===== Data for this exercise =====

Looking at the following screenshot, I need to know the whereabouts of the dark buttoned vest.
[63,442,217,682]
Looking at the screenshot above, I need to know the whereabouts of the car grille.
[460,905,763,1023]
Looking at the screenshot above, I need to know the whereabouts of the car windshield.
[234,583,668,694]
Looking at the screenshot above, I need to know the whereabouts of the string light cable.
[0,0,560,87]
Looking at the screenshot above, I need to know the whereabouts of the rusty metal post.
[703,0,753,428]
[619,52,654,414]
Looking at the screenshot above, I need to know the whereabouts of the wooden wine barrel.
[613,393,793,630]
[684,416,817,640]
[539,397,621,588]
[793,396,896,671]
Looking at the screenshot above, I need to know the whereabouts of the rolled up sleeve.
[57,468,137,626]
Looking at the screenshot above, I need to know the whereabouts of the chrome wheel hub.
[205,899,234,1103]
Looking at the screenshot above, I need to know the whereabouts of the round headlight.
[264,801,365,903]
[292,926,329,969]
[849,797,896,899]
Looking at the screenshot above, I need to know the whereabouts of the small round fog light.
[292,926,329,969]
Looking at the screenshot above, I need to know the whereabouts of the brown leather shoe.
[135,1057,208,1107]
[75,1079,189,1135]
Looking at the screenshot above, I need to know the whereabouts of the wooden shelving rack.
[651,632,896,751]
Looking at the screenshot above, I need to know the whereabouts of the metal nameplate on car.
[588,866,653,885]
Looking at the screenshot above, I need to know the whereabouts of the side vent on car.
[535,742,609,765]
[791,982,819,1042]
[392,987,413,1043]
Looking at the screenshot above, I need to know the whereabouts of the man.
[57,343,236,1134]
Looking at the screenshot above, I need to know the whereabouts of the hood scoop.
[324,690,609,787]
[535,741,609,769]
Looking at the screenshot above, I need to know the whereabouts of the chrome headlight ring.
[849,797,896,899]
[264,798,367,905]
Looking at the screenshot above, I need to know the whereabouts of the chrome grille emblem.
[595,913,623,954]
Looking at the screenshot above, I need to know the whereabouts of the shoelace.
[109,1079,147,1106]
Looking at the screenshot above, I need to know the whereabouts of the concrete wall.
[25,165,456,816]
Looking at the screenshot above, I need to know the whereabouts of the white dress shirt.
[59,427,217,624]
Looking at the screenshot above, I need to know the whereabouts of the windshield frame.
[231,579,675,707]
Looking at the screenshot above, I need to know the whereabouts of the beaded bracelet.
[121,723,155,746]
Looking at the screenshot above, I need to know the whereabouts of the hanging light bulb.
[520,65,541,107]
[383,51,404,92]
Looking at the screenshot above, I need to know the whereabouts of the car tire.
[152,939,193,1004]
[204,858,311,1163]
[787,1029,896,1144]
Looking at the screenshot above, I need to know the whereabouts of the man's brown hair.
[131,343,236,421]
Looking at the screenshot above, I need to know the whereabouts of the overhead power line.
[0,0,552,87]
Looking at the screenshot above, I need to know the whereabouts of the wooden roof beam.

=====

Requirements » List every line above that contains the string "round", copying each one in full. Matches are case-sensitive.

Exercise response »
Looking at the screenshot above, I need to know the whereabouts of the round headlight.
Looking at the screenshot above, I need to know the whereabouts of the small round fog light.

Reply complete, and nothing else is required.